== Stored items from a collection ==
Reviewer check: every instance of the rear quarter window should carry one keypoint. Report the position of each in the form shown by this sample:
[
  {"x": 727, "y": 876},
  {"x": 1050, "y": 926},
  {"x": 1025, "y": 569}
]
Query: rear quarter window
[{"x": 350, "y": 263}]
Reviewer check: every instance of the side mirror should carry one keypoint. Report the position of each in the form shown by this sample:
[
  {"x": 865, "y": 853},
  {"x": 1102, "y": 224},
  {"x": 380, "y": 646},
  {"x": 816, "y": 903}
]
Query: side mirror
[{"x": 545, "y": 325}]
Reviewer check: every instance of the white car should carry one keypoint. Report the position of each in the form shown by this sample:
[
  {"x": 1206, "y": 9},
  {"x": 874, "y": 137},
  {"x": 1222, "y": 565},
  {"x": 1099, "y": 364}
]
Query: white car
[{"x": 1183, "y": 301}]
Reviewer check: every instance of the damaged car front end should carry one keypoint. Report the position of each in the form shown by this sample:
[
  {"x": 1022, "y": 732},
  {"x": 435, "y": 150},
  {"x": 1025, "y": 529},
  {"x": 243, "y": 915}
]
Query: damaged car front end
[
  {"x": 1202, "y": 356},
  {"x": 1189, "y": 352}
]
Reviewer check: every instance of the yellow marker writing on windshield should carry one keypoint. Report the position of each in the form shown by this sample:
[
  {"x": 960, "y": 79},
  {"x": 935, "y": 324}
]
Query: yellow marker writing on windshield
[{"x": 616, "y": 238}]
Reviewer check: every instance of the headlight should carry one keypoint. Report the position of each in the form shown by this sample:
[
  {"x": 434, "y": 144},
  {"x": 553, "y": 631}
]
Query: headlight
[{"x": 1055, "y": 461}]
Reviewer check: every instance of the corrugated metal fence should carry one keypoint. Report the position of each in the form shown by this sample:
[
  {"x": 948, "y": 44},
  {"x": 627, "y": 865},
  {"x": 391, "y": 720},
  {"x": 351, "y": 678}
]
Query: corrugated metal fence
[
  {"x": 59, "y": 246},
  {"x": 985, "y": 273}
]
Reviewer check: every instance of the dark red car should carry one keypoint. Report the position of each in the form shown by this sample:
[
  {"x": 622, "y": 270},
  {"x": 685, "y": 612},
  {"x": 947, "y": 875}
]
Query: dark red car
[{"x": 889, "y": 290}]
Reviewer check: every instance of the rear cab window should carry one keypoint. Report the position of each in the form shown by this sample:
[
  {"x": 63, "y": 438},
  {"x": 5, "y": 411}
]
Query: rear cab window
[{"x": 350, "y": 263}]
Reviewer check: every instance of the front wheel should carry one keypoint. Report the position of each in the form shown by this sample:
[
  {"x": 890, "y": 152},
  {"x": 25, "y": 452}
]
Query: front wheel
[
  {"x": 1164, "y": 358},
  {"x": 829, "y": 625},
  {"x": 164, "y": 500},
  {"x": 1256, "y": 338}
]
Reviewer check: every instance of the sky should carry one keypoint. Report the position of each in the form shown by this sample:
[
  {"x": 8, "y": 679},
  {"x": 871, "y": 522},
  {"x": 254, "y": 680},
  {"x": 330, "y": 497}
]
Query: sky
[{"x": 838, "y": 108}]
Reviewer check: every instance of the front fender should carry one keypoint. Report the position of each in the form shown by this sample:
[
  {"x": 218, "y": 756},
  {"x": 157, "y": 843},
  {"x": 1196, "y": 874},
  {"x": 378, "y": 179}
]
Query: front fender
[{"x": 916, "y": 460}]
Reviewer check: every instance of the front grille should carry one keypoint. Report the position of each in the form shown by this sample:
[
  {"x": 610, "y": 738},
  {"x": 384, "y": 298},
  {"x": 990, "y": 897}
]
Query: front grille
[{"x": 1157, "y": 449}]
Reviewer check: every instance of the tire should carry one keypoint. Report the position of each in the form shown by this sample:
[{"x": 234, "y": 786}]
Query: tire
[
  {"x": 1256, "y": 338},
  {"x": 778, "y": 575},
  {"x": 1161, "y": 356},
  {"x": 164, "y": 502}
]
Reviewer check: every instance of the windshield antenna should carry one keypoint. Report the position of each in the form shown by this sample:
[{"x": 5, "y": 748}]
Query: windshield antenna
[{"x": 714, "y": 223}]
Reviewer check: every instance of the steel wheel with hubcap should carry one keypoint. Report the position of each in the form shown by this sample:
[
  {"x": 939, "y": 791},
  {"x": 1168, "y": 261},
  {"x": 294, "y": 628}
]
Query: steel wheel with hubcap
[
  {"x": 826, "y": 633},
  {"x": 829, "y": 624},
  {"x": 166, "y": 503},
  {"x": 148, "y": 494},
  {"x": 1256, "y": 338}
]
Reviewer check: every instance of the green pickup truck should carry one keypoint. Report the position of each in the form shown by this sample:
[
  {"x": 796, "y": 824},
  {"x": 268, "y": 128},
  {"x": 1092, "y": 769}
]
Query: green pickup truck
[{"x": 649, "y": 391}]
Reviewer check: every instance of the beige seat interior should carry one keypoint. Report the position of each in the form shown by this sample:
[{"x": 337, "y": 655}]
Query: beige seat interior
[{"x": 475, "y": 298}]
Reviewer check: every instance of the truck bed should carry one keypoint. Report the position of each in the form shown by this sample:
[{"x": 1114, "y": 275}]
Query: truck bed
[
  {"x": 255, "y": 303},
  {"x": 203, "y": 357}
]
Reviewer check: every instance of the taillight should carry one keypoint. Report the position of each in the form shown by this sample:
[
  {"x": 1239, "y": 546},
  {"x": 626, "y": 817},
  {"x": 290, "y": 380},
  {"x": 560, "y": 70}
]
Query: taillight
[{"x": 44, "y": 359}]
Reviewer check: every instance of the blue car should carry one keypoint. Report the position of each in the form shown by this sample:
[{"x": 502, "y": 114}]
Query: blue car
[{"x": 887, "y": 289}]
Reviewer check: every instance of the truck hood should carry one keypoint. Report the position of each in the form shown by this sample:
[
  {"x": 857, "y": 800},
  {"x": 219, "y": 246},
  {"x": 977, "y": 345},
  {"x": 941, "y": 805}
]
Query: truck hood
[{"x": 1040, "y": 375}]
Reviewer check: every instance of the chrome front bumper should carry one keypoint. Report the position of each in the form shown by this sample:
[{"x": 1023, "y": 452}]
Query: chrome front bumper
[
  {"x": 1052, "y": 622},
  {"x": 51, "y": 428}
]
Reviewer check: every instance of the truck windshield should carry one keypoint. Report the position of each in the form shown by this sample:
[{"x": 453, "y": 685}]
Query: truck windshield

== Task requirements ==
Repeat the records above exactly as they appear.

== Response box ==
Reviewer check: every instance of the rear quarter window should carry one keypoint. Report the position of each in the form shown by this sample:
[
  {"x": 727, "y": 876},
  {"x": 1050, "y": 926},
  {"x": 1025, "y": 569}
]
Query: rear quarter window
[{"x": 350, "y": 263}]
Reviewer check: every instance of the side mirror should carry one keypoint. Report the position of each in the form shown by this sample:
[
  {"x": 865, "y": 853},
  {"x": 1102, "y": 224},
  {"x": 380, "y": 646},
  {"x": 816, "y": 903}
]
Query: side mirror
[{"x": 545, "y": 325}]
Reviewer check: every instance of the white car should carry one keypoint. Report the position of each in the form shown by this sample:
[
  {"x": 1206, "y": 9},
  {"x": 874, "y": 137},
  {"x": 1222, "y": 565},
  {"x": 1099, "y": 364}
]
Query: white car
[{"x": 1183, "y": 301}]
Reviewer check: every instance of the damaged car front end should carry one keypoint. Report the position of each in the form shown by this sample:
[
  {"x": 1022, "y": 732},
  {"x": 435, "y": 150},
  {"x": 1025, "y": 529},
  {"x": 243, "y": 915}
]
Query: damaged car front end
[
  {"x": 1202, "y": 356},
  {"x": 1189, "y": 352}
]
Reviewer check: every instance of the yellow marker writing on windshield should carry one keypoint. Report the position of each in the form shown by this sample:
[
  {"x": 960, "y": 79},
  {"x": 935, "y": 324}
]
Query: yellow marker writing on windshield
[{"x": 616, "y": 238}]
Reviewer check: every instance of the headlight should carry one keypoint. Report the position of each in the form shown by this sample:
[
  {"x": 434, "y": 144},
  {"x": 553, "y": 631}
]
Query: headlight
[{"x": 1055, "y": 461}]
Reviewer check: every instance of the corrugated metal fence should carry one keypoint. Report the position of each in the form shown by this sample:
[
  {"x": 948, "y": 44},
  {"x": 627, "y": 865},
  {"x": 391, "y": 720},
  {"x": 351, "y": 678}
]
Query: corrugated metal fence
[
  {"x": 59, "y": 246},
  {"x": 985, "y": 273}
]
Reviewer check: every instance of the dark red car should carry one keypoint. Report the position of each in the form shown by this sample:
[
  {"x": 622, "y": 270},
  {"x": 685, "y": 612},
  {"x": 947, "y": 875}
]
Query: dark red car
[{"x": 889, "y": 290}]
Reviewer check: every instance of the rear cab window should carry one keypoint. Report the position of each in the form shown by this sample:
[
  {"x": 63, "y": 438},
  {"x": 5, "y": 411}
]
Query: rear cab window
[{"x": 350, "y": 263}]
Reviewer check: every instance of the front wheel should carry one keypoint. Report the position of each in the form shown by this sample:
[
  {"x": 890, "y": 152},
  {"x": 25, "y": 452}
]
Query: front wheel
[
  {"x": 1164, "y": 358},
  {"x": 829, "y": 625},
  {"x": 164, "y": 500},
  {"x": 1256, "y": 338}
]
Reviewer check: every instance of the sky should carry one keypoint. Report the position of each in the form shown by this sample:
[
  {"x": 8, "y": 679},
  {"x": 871, "y": 522},
  {"x": 254, "y": 680},
  {"x": 330, "y": 497}
]
Query: sky
[{"x": 838, "y": 108}]
Reviewer check: every instance of the front fender should carry one keypoint. Report the position of each in the form shown by this sample:
[
  {"x": 218, "y": 756},
  {"x": 157, "y": 843},
  {"x": 1196, "y": 874},
  {"x": 378, "y": 179}
]
Query: front fender
[{"x": 916, "y": 460}]
Reviewer check: every instance of the front grille should carry one keypoint. Report the position of each in the form shown by this sample:
[
  {"x": 610, "y": 738},
  {"x": 384, "y": 298},
  {"x": 990, "y": 897}
]
Query: front grille
[{"x": 1157, "y": 449}]
Reviewer check: every instance of the tire should carry one keypoint. Report the position of each in the form shown by this sample:
[{"x": 234, "y": 786}]
Query: tire
[
  {"x": 1256, "y": 338},
  {"x": 778, "y": 575},
  {"x": 1161, "y": 356},
  {"x": 164, "y": 502}
]
Reviewer check: every instance of the windshield antenna should carry one keypoint. Report the position of each in the form shown by this sample:
[{"x": 5, "y": 748}]
Query: windshield antenna
[{"x": 714, "y": 223}]
Reviewer check: every instance of the steel wheel with hubcap should carry one keypoint. Report the position of each in the form shown by this sample:
[
  {"x": 939, "y": 791},
  {"x": 1168, "y": 261},
  {"x": 294, "y": 628}
]
Query: steel wheel with hubcap
[
  {"x": 826, "y": 633},
  {"x": 829, "y": 624},
  {"x": 166, "y": 503},
  {"x": 148, "y": 494},
  {"x": 1256, "y": 338}
]
Reviewer check: every instance of the green pickup truck should carry one keypoint. Report the position of each in the form shown by this sample:
[
  {"x": 796, "y": 824},
  {"x": 268, "y": 128},
  {"x": 1092, "y": 769}
]
Query: green pickup truck
[{"x": 649, "y": 391}]
Reviewer check: every instance of the beige seat interior should carry one keypoint. Report the position of each in the form shown by this sample:
[{"x": 337, "y": 655}]
Query: beige seat interior
[{"x": 475, "y": 298}]
Reviewer check: every instance of the truck bed should carry one keypoint. Report the position of each in the form shown by this sample:
[{"x": 1114, "y": 275}]
Query: truck bed
[
  {"x": 255, "y": 303},
  {"x": 203, "y": 357}
]
Reviewer check: every instance of the taillight should carry one keypoint. Report the position of each in the form shown by this sample:
[
  {"x": 1239, "y": 546},
  {"x": 626, "y": 817},
  {"x": 290, "y": 380},
  {"x": 560, "y": 70}
]
Query: taillight
[{"x": 44, "y": 359}]
Reviewer check: every instance of the blue car should carry one keypoint. Report the position of each in the form shown by this sample:
[{"x": 502, "y": 114}]
Query: blue car
[{"x": 887, "y": 289}]
Reviewer check: every instance of the truck hood should carry one keypoint. Report the position of each in the form shown by this sample:
[
  {"x": 857, "y": 800},
  {"x": 219, "y": 246},
  {"x": 977, "y": 345},
  {"x": 941, "y": 805}
]
Query: truck hood
[{"x": 1040, "y": 375}]
Reviewer check: every instance of the chrome front bumper should carry one keypoint. Report the position of each in the form shown by this sample:
[{"x": 1023, "y": 452}]
Query: chrome front bumper
[
  {"x": 1052, "y": 622},
  {"x": 51, "y": 428}
]
Reviewer check: every instance of the truck windshield should carry one keypoint. Report the position of each in the form shown by this sample:
[{"x": 453, "y": 685}]
Query: truck windshield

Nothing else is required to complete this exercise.